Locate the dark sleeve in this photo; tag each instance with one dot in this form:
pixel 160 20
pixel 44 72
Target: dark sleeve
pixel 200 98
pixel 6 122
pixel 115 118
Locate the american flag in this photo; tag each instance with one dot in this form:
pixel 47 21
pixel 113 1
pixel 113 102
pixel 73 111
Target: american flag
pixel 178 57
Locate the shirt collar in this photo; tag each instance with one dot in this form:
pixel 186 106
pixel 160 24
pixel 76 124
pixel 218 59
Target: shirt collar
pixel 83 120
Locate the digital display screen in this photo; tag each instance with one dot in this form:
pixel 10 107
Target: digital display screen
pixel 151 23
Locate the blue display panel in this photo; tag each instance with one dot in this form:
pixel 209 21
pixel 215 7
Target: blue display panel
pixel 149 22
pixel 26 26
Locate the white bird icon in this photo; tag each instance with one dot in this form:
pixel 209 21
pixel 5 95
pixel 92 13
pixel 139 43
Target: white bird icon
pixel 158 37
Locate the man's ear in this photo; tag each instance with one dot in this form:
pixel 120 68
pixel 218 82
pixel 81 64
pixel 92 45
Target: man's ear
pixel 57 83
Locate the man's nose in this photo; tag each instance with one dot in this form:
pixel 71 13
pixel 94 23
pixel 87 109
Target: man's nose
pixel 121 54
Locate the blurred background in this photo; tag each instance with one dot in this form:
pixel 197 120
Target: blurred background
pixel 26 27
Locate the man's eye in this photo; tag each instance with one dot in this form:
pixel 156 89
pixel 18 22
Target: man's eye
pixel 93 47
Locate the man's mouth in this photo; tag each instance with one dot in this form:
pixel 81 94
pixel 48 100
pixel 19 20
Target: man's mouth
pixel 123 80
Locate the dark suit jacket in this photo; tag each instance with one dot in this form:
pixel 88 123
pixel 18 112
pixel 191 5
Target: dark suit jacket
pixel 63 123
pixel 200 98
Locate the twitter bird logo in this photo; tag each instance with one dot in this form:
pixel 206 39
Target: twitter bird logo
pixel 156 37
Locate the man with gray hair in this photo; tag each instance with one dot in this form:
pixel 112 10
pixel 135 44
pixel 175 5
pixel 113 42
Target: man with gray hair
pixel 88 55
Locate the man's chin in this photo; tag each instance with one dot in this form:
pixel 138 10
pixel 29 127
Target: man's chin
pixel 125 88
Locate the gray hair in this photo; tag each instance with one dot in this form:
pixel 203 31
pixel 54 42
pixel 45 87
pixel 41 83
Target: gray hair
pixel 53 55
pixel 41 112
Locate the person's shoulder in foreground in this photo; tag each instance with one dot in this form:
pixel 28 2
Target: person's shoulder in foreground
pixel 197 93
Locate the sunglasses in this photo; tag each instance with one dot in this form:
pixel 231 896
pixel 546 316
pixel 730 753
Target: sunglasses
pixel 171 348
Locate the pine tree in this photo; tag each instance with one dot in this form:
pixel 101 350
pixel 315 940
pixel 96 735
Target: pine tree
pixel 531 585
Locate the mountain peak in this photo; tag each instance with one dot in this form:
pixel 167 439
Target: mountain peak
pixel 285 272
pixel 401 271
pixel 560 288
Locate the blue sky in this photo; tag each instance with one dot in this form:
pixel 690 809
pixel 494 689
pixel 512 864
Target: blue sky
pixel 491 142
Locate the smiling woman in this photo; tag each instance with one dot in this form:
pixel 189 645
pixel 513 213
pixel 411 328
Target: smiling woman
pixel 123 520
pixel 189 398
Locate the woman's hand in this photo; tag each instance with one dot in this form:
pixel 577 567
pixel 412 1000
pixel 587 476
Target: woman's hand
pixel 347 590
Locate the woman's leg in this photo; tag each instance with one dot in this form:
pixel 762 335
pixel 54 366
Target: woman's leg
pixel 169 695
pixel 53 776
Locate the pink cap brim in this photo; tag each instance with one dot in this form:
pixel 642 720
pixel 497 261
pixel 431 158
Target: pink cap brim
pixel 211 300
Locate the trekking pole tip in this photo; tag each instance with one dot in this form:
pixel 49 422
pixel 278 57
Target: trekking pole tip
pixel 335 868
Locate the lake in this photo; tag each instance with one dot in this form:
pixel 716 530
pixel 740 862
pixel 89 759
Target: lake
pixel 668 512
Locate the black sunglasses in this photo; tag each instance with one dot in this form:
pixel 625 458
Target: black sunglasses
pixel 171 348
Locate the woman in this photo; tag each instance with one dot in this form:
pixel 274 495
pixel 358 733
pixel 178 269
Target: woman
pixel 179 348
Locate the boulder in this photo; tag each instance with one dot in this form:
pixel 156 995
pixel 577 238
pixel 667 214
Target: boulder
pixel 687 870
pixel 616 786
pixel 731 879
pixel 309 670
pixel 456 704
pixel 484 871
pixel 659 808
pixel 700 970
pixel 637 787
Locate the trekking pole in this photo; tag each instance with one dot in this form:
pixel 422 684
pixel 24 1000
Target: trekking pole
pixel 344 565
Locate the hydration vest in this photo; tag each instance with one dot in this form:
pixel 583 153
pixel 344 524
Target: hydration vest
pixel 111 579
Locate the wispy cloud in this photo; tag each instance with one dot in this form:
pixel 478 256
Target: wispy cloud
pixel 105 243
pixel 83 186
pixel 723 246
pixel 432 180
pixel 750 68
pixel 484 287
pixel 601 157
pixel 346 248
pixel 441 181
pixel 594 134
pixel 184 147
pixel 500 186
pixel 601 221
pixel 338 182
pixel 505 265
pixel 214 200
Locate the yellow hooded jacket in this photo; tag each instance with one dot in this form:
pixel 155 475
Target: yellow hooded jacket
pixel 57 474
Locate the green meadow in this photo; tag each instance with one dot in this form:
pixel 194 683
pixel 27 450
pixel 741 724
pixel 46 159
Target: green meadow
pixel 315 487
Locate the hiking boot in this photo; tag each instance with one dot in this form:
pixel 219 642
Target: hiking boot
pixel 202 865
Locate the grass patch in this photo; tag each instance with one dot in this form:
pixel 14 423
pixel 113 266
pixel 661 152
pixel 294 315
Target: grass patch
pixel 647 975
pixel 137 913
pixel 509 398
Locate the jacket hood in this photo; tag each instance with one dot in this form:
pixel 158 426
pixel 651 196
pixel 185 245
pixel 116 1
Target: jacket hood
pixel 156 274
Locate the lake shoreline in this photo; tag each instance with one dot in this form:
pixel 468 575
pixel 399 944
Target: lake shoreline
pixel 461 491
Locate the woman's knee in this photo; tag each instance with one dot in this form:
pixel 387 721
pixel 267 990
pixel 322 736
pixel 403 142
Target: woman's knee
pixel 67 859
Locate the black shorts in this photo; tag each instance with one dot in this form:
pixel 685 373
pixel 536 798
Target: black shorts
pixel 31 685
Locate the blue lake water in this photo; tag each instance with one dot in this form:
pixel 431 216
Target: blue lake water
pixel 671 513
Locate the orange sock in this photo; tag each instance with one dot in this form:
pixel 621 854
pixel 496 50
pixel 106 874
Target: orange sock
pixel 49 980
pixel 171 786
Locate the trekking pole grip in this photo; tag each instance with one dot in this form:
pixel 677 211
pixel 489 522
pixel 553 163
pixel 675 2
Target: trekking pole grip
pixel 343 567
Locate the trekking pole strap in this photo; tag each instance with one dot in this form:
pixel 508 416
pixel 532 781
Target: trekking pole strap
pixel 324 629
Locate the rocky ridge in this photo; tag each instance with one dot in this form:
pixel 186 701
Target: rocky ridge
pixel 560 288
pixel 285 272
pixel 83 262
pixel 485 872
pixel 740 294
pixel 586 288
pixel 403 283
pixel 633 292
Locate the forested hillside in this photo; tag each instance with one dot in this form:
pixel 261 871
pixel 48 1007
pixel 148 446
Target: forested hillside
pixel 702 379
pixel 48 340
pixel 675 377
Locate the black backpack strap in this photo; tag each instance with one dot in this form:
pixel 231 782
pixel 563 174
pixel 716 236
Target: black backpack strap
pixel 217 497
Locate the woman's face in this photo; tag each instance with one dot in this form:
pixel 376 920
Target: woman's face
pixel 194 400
• • • • •
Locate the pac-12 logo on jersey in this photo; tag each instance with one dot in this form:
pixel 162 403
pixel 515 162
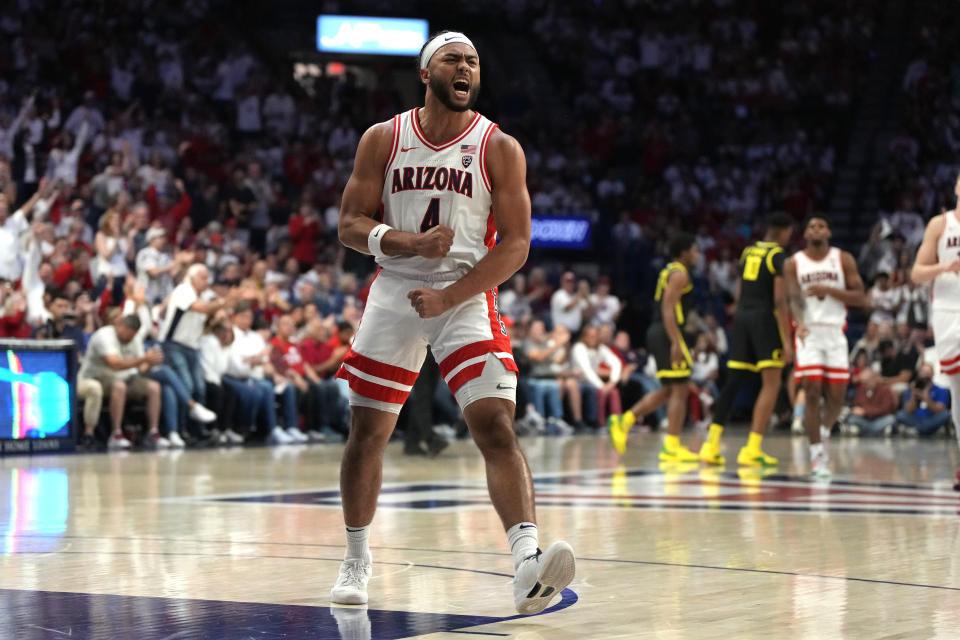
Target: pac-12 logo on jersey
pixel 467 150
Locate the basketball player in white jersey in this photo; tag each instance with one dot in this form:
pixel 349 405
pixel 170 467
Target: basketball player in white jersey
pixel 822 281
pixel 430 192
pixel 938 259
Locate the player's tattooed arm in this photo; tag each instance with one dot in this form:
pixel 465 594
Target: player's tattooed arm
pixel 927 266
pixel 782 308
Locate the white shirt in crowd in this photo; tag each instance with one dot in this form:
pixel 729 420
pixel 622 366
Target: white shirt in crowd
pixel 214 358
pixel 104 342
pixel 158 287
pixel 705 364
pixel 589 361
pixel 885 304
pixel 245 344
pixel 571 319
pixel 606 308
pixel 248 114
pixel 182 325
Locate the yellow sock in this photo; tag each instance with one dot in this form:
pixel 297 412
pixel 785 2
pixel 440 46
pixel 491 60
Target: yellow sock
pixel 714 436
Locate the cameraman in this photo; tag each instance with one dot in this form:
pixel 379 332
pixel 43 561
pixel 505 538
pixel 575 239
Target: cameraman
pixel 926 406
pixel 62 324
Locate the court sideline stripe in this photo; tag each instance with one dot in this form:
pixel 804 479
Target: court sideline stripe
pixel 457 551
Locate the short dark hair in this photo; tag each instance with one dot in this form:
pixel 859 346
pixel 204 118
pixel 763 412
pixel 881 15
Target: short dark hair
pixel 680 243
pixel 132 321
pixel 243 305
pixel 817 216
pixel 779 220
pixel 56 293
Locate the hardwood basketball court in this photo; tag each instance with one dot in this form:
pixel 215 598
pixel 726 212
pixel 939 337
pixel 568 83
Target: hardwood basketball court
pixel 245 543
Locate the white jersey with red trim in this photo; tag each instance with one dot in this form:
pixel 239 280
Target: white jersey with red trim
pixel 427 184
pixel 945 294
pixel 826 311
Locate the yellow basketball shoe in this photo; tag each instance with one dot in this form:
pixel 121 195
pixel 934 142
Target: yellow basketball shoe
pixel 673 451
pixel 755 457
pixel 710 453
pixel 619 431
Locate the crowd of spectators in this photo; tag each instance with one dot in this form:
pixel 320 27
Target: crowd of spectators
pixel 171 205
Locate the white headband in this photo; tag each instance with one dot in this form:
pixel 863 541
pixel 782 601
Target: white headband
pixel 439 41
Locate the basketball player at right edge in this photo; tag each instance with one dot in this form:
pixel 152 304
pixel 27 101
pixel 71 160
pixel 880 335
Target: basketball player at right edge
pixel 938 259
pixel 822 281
• • • • •
▶ [Requirement] Please give back, exactly as it stands above, the stretch from the line with "Locate the dark sleeve" through the line with "pixel 88 123", and no line outside it.

▶ [Written reply]
Locate the dark sleeve in this photo; tag each instance with one dot in this form:
pixel 160 20
pixel 44 72
Target: dark sleeve
pixel 200 98
pixel 6 122
pixel 115 118
Locate the american flag in this photo; tag each instance with one dot in this form:
pixel 47 21
pixel 113 1
pixel 113 102
pixel 73 111
Target: american flag
pixel 178 57
Locate the shirt collar in this photo; tag each instance with one dot in this form:
pixel 186 106
pixel 160 24
pixel 76 124
pixel 218 59
Target: shirt collar
pixel 83 120
Locate the digital display screen in this photo; tag each instance with one dot in this form:
pixel 10 107
Target: digital display screen
pixel 151 23
Locate the blue display panel in this photo; tag each instance with one dot in this form:
pixel 209 21
pixel 215 7
Target: blue display panel
pixel 149 22
pixel 26 26
Locate the white bird icon in this photo; tag each instance with one dot in this form:
pixel 209 21
pixel 5 95
pixel 92 13
pixel 139 43
Target: white bird icon
pixel 158 37
Locate the man's ear in this photo; tag each instance with one dot in this form:
pixel 120 68
pixel 218 82
pixel 81 64
pixel 92 45
Target: man's ear
pixel 57 83
Locate the man's nose in this photo; tag each instance with one dot in this form:
pixel 71 13
pixel 94 23
pixel 87 109
Target: man's nose
pixel 121 54
Locate the blurred background in this photo; tag each instance with one dot in this form:
pixel 197 120
Target: blurred background
pixel 26 27
Locate the man's eye in this photo; tag each instance with one dot in this form:
pixel 156 89
pixel 18 22
Target: man's eye
pixel 93 47
Locate the man's mouth in this photo; tag each instance with one dot in this form:
pixel 81 94
pixel 48 100
pixel 19 20
Target: man's mouth
pixel 123 80
Locate the dark suit jacket in this photo; tag each instance with one dot in this form:
pixel 88 123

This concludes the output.